TASK DETAILS
In the records below, copy the line that contains "rough mask: <svg" and each line after it, word for word, through the last.

DATA EXCERPTS
........

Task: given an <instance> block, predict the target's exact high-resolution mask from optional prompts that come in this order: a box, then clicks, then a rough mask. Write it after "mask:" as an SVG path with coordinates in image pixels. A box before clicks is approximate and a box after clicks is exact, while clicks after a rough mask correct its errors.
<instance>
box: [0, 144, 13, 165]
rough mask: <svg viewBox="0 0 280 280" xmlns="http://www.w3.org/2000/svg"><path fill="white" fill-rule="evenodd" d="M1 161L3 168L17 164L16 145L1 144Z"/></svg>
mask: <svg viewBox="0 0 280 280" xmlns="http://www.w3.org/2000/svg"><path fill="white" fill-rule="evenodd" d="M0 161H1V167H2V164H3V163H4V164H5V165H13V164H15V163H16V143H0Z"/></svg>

........

TASK RESPONSE
rough mask: <svg viewBox="0 0 280 280" xmlns="http://www.w3.org/2000/svg"><path fill="white" fill-rule="evenodd" d="M1 161L3 168L17 164L16 145L1 144Z"/></svg>
mask: <svg viewBox="0 0 280 280" xmlns="http://www.w3.org/2000/svg"><path fill="white" fill-rule="evenodd" d="M0 161H1V167H2V164H3V163H4V164H5V165H13V164H15V163H16V143H0Z"/></svg>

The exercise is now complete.